- やること: 日本経済の落ち込みについての本文を、最後の文のあとから書き継いでください。

- 本文:
*-*-*

とりわけ、昨年秋以降の景気腰折れが鮮明になった日本の状況はシリアスだ。
内閣府が公表した昨年10~12月期のGDP(国内総生産)1次速報によると、物価の変動を除いた実質(季節調整値)で前期(7~9月期)より1.6%(年率換算で6.3%)減り、5四半期ぶりのマイナス成長となった。10月からの消費税増税に台風被害や暖冬などが重なり、個人消費が落ち込んだことが大きく影響。さらに、企業の設備投資や住宅投資など、内需が総崩れになった。
もともと日本経済には好材料がない。これから伸びる可能性がある分野は、ほとんど見当たらないのだ。その最大の理由は人口と収入の減少である。日本の人口は年々減少し、名目賃金は20年以上にわたって上がっていない。さらに、かねて私が指摘してきた世界でも類を見ない日本の「低欲望社会」が、内需の低迷に拍車をかけている。
だが、逆に考えれば、今は旧態依然の日本をオールクリアして再生するチャンスだ。繁栄している他の国を見習い、岩盤規制を緩和・撤廃すればよいのである。

*-*-*

- 学習資料:

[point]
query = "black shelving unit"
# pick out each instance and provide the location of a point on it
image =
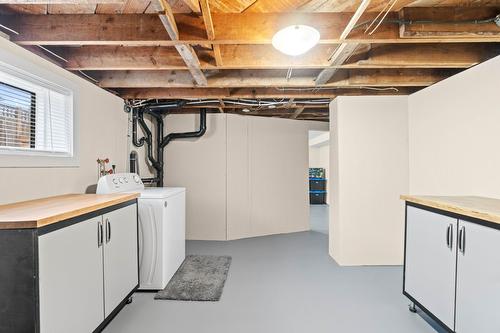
(317, 186)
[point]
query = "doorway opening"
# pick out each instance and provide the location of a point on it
(319, 166)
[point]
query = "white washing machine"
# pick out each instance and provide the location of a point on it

*-*-*

- 問題の答え:
たとえば、ガソリンスタンドは敷地内にコンビニや物流拠点を設置したり、次世代自動車向けの電気や水素を供給したりすることは、消防法によって厳しく規制されている。この規制が緩和されれば(すでに経済産業省は検討中だが)ガソリンスタンドにも生き残りの道が開けてくる。
また、ドラッグストアや薬局は、規制緩和によって可能性が大きく広がる。
世界的に見れば、薬の処方箋は電子化が当たり前になっている。つまり、医者が患者に処方箋を電子的に送り、それを患者はスマホやサーバーに保存して最寄りの調剤薬局で提示したり、事前に転送したりするのだ。そうすれば、患者は調剤薬局での待ち時間が大幅に短くなるし、配達までしてもらえたら外出も減るので、感染症対策にもなるだろう。